Dataset rows:
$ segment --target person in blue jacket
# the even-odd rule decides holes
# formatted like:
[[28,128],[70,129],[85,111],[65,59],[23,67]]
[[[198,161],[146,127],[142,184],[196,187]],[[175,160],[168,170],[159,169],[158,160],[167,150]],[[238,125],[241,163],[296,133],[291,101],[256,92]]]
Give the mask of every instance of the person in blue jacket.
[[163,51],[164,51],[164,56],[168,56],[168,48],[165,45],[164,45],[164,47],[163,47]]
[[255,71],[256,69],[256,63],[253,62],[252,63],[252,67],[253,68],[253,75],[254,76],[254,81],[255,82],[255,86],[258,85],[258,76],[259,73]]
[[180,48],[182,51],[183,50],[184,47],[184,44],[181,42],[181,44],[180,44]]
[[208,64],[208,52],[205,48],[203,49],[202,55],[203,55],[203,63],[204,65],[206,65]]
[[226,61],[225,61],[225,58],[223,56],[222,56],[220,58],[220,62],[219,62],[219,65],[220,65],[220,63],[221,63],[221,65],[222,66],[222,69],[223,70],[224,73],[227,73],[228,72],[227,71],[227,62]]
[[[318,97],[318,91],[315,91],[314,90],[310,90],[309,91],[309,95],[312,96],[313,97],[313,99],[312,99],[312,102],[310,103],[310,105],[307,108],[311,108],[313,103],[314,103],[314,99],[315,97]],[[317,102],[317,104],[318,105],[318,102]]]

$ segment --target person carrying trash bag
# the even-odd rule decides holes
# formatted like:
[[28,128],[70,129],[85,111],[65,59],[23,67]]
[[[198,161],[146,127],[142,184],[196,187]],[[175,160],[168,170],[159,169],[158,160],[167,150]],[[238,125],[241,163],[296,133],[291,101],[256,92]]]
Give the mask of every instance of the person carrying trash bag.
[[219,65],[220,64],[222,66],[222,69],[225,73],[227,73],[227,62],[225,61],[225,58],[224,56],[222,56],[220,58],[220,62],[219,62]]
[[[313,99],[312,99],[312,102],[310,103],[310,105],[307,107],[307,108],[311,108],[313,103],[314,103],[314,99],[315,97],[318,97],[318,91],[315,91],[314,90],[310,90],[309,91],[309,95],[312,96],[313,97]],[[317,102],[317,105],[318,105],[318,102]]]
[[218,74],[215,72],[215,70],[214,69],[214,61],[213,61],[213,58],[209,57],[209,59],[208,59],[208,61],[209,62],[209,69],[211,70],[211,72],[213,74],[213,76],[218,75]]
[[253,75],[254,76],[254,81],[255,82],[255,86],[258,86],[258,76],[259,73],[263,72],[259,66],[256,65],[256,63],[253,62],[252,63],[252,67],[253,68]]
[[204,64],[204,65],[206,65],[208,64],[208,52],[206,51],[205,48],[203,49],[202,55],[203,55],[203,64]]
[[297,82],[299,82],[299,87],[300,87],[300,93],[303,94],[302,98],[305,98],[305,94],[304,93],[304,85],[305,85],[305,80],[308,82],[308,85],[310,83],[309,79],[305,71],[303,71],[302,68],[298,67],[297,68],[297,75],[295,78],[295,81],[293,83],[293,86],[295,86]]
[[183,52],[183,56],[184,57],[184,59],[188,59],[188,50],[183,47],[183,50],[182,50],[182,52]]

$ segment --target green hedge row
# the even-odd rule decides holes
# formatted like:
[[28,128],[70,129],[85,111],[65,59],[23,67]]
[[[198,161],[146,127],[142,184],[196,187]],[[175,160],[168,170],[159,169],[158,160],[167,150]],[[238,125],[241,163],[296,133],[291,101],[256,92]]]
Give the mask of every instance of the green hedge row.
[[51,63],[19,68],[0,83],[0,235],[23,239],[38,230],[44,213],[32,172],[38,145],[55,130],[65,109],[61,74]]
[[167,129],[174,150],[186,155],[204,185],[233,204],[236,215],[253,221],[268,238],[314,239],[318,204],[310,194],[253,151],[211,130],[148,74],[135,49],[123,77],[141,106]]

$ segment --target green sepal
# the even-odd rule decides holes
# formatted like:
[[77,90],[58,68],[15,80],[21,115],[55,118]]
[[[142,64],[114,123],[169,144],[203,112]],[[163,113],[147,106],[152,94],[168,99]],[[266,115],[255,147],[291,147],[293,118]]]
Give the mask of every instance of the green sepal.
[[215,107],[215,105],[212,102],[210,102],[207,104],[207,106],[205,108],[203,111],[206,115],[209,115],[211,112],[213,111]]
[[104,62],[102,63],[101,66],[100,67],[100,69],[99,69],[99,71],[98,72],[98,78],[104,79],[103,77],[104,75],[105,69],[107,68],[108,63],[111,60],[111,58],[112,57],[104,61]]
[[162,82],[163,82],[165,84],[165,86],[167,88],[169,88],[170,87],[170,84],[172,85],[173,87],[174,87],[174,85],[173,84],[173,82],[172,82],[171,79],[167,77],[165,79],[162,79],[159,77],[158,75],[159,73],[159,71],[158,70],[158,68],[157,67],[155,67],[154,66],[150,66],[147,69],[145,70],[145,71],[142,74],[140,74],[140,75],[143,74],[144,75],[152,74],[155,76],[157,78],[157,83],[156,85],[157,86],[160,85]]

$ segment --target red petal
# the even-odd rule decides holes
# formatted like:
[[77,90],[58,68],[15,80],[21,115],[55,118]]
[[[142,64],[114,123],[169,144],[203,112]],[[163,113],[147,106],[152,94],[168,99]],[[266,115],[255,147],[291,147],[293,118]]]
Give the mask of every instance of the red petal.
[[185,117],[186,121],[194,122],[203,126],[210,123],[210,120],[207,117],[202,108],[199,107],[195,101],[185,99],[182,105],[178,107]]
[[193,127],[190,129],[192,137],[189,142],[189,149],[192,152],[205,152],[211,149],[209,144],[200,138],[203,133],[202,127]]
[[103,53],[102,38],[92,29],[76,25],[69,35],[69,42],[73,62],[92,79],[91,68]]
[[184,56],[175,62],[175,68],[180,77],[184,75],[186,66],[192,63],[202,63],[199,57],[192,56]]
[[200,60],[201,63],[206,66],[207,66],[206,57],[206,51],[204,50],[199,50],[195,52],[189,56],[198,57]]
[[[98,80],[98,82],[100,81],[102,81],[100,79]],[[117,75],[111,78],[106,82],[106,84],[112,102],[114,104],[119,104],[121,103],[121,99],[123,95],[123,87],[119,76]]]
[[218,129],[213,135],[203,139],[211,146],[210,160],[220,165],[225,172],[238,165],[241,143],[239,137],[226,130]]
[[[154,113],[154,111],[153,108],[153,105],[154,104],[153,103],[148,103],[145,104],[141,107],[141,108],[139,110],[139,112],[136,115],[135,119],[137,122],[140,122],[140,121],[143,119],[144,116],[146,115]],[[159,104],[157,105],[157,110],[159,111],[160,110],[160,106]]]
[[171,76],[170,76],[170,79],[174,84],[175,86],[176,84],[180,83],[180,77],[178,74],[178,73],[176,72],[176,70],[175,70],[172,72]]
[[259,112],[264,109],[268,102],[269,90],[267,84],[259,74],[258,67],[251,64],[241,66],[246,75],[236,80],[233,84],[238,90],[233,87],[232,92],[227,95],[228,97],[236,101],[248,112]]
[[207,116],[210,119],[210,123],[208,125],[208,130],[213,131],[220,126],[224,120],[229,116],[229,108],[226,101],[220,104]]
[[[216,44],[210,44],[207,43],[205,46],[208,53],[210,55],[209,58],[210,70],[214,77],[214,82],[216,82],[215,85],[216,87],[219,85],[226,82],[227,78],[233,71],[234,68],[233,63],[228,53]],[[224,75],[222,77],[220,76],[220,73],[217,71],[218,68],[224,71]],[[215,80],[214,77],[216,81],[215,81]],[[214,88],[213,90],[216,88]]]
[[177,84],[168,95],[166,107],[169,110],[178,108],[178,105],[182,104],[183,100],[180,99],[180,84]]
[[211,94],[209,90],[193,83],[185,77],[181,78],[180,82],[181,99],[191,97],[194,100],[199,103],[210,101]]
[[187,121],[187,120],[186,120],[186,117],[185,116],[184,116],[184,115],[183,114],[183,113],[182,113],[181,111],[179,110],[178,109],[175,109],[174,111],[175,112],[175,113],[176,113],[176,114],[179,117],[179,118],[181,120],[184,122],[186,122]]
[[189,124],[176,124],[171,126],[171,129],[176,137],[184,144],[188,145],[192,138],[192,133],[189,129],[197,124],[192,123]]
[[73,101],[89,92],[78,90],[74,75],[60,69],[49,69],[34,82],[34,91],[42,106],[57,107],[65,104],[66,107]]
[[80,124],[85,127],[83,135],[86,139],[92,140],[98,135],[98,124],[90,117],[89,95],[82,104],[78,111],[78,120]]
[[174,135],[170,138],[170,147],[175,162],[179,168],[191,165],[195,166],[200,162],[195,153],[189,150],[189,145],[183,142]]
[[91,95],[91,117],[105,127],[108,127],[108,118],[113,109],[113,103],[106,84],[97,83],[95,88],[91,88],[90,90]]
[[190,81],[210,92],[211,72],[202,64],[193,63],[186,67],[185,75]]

**What the task requires:** Collect each line of the rows above that contains the string "segment".

**Result of the exercise:**
$ segment --target person in blue jacket
$ segment --target person carrying trash bag
$ segment --target green hedge row
$ segment --target green sepal
$ segment --target red petal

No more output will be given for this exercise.